SUPPLIED INFORMATION -
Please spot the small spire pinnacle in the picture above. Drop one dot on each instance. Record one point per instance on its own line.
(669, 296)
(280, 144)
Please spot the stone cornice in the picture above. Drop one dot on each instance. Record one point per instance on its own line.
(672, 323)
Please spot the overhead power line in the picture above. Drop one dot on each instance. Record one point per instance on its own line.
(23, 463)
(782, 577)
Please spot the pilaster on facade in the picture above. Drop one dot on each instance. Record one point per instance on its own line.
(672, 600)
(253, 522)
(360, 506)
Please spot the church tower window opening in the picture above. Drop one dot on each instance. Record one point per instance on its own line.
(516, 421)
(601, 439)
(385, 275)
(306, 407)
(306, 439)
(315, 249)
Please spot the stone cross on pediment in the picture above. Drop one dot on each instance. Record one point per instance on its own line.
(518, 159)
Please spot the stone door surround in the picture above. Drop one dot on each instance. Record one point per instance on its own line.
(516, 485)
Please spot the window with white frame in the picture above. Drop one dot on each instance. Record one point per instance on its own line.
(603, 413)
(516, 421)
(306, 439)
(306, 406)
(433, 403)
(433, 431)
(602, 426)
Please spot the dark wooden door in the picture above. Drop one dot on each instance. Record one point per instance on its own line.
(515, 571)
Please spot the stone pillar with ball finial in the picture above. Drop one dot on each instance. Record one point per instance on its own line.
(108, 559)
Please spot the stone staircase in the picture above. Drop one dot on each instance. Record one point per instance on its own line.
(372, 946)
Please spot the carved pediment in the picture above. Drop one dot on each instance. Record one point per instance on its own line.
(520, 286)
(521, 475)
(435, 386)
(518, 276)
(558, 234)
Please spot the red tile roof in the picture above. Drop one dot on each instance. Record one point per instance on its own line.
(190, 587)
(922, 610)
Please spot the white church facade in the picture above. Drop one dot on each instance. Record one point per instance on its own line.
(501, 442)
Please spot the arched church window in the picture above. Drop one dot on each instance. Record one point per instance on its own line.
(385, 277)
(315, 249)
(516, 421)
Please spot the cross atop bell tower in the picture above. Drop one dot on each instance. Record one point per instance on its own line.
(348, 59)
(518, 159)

STATED TASK - Return all of the entries word for word.

RESPONSE BELOW -
Please spot the small spire pinnacle in the picture above. Drop one dot on each instance. Record one point per instance on its own line.
(669, 296)
(280, 144)
Please spot the stone cornice in the picture above. Drop one dot on each instance. Record one point per instance on its own line.
(672, 323)
Please spot the overhead power line in the picture above. Drop one dot on each instance. Record one point per instance on its own line.
(23, 463)
(782, 577)
Please spot the pilaster on facade in the picture above. Drop one dot on each instance. Record one point per instance on its own line.
(672, 600)
(253, 522)
(360, 506)
Please spot the church tower window opening in the picture above. Drop one dot on each instance. Record one point per instance on its own line.
(516, 421)
(601, 439)
(385, 275)
(306, 407)
(306, 439)
(315, 249)
Please spot the stone cross on pediment in the picture above. Drop one dot on each instance. Record one point per instance on its own line.
(518, 159)
Please spot the stone door surround in the picture above. Drop one dot on each instance. Record one point per instance on its own line.
(516, 485)
Please spot the window with white frame in the picture above. Drop one dot on each instance. Record one point per instance on its own line.
(603, 413)
(516, 421)
(306, 439)
(306, 406)
(433, 403)
(433, 431)
(602, 426)
Please spot the dark wooden door in the picture above. Drop one dot on each instance. Record one point per instance on its own line.
(515, 571)
Please spot the stone pillar with ball finial in the picture above. Drop one dot on each instance. Record one point per instance on its own line.
(108, 559)
Please spot the stone staircase in the picture above. Drop one dot on each instance. Record one point per instance on its own line.
(372, 946)
Please spot the carved pediment in the picture above. Drop one dot on each instance. Record one point per instance on its own line.
(520, 286)
(521, 475)
(435, 386)
(518, 276)
(558, 234)
Please spot the red tile roof in the picture above. Drop one dot on each instance. Record one point per instance on its own line.
(190, 587)
(922, 610)
Please spot the white church facade in the picture above. Drop one dot on each instance. Record one point per instance on its own line.
(501, 442)
Please spot the arched church window in the picture above. Drop one dot on each instance. Record one point per instance on its own line.
(385, 277)
(315, 249)
(516, 421)
Please spot the cross atop bell tower in the picture above. Drop one dot on each instance. Record one point per instance on its own line.
(348, 59)
(518, 159)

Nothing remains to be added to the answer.